• **SELECTED TEXT**:

-.-.-

How to classify data on a test set

Fackelmann · February 8, 2019, 7:43am

Hi,

I have trained my model, and now I’m trying to use it to predict data on a test set (which I have under a ‘test’ folder).

I’ve looked in the forums and I’ve seen mentions to adding a test_name field to a data object this method:

data = ImageClassifierData.from_paths(PATH, tfms=tfms_from_model(arch, sz), test_name='test')

But when I try to do it, I get the following error:

NameError: name 'ImageClassifierData' is not defined

(Not sure if the function/method is deprecated…)

How can I classify that data with my model?

ark_aung · February 8, 2019, 9:29am

ImageClassifierData seems not to exist [anymore] (at least on fastai 1.0.42).

One simple way to add test images under test folder is

data = ImageDataBunch.from_folder(path, ds_tfms=get_transforms(), 224, test='test', bs=64).normalize(imagenet_stats)

-.-.-

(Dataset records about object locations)
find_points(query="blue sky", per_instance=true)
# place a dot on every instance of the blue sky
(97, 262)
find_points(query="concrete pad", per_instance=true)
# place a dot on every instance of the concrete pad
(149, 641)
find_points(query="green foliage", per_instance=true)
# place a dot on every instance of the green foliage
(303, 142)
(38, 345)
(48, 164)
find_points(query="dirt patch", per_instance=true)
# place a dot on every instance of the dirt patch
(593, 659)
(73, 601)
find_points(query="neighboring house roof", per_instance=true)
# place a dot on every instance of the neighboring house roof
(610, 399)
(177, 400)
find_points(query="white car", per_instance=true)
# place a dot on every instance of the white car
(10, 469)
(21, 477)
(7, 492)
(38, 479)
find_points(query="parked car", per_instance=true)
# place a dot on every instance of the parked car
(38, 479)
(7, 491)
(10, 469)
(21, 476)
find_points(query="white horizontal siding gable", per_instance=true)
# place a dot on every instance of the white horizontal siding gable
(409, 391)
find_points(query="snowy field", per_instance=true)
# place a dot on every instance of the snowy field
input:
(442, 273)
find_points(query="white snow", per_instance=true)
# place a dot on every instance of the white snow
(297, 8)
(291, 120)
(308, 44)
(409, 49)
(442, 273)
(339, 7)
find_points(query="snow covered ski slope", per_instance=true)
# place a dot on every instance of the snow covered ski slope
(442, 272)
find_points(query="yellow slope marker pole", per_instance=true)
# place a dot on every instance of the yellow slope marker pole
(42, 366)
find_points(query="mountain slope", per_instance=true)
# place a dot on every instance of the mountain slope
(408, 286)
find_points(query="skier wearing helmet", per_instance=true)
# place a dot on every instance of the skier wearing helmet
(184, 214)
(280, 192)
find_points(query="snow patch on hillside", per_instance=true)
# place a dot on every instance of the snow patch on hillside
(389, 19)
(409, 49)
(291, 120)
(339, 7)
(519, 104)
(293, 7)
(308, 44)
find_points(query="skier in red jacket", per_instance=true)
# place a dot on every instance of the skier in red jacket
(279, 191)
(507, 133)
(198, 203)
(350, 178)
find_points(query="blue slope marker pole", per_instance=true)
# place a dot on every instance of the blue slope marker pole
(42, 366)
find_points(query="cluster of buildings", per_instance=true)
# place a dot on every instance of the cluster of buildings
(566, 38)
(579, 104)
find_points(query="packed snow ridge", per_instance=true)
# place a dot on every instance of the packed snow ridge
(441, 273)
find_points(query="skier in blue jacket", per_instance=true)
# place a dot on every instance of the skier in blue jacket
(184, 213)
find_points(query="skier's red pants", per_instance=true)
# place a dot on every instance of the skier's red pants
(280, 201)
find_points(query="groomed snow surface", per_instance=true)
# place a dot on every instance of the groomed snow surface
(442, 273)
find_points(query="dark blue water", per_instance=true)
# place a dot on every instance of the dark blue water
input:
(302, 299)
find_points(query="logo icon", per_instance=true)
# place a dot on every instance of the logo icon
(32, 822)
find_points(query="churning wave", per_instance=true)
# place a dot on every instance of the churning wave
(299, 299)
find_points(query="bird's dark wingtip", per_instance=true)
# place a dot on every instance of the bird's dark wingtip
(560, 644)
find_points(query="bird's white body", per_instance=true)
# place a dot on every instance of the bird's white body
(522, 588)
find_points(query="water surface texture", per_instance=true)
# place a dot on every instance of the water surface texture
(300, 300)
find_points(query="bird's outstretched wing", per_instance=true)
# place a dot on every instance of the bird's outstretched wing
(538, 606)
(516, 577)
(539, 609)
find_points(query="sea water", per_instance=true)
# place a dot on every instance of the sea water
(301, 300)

-.-.-

• **EXERCISES TO COMPLETE**:
1. According to the thread, in which fastai version does ImageClassifierData seem not to exist?
2. Rename "test_name" to "test_dir" in the part of the thread that opens with the words containing "I’ve looked in" and closes with "tfms=tfms_from_model(arch, sz), test_name='test')", and write out that part again.

• **PROBLEM SOLUTIONS**:
1. fastai 1.0.42

2.
I’ve looked in the forums and I’ve seen mentions to adding a test_dir field to a data object this method:

data = ImageClassifierData.from_paths(PATH, tfms=tfms_from_model(arch, sz), test_dir='test')